• **Task goal**
Count the lines in the records below that contain the string "leaf", and give only the number.

(Rows from a pointing dataset)
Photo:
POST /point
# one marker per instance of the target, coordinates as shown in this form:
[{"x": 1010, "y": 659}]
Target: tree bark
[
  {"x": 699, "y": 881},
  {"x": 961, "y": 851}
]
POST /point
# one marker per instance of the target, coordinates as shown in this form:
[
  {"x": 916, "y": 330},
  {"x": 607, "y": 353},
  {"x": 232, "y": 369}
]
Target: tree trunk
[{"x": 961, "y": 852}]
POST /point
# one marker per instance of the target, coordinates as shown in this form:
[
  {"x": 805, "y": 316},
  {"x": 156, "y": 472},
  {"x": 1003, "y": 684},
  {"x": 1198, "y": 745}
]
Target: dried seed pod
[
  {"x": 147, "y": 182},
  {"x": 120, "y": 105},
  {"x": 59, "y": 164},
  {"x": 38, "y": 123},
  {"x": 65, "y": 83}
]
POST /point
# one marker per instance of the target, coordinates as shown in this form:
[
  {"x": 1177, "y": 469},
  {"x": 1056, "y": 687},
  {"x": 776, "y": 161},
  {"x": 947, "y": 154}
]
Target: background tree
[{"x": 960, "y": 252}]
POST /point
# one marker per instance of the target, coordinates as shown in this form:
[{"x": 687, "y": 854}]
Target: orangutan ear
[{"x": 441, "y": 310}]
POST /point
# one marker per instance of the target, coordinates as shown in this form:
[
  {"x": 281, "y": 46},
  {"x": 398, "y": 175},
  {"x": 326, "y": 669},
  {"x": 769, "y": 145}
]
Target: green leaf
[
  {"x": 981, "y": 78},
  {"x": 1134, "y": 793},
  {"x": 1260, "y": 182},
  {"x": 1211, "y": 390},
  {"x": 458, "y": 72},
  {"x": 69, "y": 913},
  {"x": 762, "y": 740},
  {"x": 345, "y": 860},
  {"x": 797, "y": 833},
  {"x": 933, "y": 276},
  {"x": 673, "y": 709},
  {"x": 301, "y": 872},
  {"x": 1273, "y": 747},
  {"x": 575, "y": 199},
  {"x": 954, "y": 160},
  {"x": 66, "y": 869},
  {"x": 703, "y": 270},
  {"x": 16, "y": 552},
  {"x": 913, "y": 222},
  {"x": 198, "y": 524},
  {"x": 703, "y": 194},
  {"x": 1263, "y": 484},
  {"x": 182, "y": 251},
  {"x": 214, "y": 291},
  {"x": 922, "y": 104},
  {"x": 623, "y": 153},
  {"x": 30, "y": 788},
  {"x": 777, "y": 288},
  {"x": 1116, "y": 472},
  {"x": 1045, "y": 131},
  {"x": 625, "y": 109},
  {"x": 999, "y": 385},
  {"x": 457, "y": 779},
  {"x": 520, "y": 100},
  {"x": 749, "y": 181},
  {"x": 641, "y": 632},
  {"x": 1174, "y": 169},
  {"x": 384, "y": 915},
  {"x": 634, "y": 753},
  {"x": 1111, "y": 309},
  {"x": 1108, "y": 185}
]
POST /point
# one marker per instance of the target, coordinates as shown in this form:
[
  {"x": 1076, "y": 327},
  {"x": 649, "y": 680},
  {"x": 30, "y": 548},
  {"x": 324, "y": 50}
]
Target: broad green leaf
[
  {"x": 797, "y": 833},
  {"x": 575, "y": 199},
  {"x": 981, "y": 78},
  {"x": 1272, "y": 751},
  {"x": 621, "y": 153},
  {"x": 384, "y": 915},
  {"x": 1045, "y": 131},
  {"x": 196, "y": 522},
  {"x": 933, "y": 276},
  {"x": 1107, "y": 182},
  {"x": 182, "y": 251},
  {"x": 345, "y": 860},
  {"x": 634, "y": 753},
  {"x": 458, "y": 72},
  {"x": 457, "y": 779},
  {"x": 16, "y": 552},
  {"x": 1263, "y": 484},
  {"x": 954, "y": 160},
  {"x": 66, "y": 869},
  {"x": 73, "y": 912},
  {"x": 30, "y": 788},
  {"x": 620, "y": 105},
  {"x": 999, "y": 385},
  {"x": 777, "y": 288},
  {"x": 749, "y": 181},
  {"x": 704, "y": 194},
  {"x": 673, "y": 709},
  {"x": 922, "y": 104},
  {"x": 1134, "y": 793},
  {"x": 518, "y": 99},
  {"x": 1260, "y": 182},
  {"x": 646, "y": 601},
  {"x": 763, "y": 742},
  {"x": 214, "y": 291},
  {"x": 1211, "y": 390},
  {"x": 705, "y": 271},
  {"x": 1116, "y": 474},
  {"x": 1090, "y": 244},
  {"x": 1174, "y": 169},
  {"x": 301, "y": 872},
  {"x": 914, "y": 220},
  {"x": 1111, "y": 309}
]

• **Answer to this task**
2